- _AIM_: Please pick out each line of the material below that contains the word "wooden" and copy it.

┌─ SOURCE MATERIAL

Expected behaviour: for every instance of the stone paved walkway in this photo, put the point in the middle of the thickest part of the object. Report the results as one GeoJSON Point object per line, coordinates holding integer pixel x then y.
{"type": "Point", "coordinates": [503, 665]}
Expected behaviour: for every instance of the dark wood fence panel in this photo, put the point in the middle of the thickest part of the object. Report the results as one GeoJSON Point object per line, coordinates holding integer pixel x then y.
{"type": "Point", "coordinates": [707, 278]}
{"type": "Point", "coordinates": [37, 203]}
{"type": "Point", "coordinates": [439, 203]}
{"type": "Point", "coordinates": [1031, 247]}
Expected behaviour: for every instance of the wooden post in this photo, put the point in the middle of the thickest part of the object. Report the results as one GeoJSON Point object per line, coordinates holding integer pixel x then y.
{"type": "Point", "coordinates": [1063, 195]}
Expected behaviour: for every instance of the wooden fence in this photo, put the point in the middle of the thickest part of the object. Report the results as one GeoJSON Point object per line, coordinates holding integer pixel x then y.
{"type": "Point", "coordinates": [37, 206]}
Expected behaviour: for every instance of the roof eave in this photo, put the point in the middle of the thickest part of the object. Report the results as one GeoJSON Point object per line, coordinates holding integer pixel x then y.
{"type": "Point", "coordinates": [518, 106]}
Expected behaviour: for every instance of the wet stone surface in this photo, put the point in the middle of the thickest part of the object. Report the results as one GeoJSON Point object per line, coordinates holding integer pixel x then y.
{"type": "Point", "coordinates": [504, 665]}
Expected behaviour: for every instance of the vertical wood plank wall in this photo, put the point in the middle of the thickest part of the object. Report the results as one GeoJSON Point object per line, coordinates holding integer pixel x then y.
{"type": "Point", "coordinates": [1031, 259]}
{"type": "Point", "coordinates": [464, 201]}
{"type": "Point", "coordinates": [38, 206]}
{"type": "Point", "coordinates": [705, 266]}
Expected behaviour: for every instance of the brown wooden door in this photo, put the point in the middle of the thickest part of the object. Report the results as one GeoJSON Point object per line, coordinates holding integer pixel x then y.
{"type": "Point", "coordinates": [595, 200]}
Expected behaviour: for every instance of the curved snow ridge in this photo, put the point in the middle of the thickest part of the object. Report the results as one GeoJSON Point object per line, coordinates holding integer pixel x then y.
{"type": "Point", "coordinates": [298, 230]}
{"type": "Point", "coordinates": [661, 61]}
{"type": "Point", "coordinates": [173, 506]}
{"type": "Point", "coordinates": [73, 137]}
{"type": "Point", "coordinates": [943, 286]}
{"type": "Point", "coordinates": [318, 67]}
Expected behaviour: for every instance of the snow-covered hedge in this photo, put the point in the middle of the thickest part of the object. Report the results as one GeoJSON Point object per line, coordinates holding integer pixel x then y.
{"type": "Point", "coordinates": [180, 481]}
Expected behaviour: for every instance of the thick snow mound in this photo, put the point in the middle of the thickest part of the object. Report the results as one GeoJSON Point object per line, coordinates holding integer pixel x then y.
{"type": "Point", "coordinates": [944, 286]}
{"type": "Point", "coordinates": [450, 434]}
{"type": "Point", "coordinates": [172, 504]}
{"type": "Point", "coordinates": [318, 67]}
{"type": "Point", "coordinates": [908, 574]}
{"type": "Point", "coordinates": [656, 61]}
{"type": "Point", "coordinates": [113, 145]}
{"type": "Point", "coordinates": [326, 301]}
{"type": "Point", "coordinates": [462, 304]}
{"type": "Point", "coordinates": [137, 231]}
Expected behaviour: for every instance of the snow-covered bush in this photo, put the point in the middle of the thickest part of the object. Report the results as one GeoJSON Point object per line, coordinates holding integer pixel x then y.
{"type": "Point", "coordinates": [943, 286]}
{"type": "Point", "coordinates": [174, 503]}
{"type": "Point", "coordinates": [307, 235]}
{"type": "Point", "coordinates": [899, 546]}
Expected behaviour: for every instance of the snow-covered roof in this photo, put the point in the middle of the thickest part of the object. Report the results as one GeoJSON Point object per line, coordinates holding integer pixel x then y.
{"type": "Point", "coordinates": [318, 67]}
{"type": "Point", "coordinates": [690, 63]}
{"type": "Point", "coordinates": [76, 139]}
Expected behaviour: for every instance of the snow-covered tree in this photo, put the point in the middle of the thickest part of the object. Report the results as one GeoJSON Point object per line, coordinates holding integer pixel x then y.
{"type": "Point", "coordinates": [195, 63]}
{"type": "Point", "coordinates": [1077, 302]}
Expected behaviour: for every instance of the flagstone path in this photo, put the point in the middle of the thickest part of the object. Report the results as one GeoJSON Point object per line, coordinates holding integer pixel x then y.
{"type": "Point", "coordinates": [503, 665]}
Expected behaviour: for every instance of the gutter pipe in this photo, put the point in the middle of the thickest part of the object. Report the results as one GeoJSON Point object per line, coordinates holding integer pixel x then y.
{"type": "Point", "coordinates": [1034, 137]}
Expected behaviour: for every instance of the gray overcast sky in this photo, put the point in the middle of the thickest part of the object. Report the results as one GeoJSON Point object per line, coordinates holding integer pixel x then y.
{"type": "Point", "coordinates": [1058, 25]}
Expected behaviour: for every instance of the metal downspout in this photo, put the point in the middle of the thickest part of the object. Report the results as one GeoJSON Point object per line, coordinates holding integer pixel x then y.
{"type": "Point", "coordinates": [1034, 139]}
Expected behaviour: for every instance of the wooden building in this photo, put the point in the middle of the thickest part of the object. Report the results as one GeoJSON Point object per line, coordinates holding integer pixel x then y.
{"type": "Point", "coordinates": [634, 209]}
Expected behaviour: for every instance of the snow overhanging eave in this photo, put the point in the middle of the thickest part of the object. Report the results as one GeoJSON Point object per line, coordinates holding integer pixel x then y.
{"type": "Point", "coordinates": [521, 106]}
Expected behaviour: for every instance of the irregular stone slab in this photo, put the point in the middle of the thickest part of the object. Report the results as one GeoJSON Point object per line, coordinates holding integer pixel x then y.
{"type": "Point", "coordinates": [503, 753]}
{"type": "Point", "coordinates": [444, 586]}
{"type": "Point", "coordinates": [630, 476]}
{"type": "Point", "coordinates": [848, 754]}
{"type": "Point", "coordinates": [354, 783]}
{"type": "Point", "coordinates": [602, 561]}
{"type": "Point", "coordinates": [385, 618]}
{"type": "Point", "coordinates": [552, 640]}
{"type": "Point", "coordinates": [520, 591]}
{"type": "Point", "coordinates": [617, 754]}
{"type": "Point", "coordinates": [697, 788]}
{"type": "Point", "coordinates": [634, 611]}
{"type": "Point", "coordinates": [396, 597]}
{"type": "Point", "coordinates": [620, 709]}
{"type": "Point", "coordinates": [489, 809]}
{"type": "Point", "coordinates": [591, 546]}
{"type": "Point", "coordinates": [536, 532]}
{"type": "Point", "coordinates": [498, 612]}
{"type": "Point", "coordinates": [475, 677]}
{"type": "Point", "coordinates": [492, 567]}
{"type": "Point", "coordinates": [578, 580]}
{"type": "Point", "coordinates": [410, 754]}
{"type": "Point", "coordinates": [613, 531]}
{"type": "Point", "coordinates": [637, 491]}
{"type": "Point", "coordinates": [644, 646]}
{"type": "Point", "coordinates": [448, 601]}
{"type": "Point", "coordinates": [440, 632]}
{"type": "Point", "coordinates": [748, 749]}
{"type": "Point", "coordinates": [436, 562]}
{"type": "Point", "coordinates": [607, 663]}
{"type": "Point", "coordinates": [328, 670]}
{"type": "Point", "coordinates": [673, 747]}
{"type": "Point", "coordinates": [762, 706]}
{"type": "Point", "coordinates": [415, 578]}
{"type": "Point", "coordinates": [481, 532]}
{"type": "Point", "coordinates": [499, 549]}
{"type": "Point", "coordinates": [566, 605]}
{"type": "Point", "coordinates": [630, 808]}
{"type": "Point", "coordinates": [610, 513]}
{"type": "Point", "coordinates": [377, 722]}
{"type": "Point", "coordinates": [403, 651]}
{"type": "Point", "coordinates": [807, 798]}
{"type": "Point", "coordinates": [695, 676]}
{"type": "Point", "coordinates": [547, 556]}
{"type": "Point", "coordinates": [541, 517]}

└─

- _RESULT_:
Expected behaviour: for every instance of the wooden post in this photo, put the point in the middle of the thickest part of the object. Report the results as one GeoJSON Point object per line, coordinates holding integer pixel x then y.
Expected behaviour: for every instance of the wooden fence in this photo, put the point in the middle of the thickest part of the object. Report the results as one GeoJSON Point object per line, coordinates holding integer pixel x then y.
Expected behaviour: for every instance of the brown wooden door in this photo, put the point in the middle of the thickest part of the object. Report the results as one GeoJSON Point object per line, coordinates holding integer pixel x then y.
Expected behaviour: for every instance of the wooden building in this photo, put the point in the middle of the thickest part of the object. Report the results as one GeoJSON Point object per line, coordinates holding integer pixel x then y.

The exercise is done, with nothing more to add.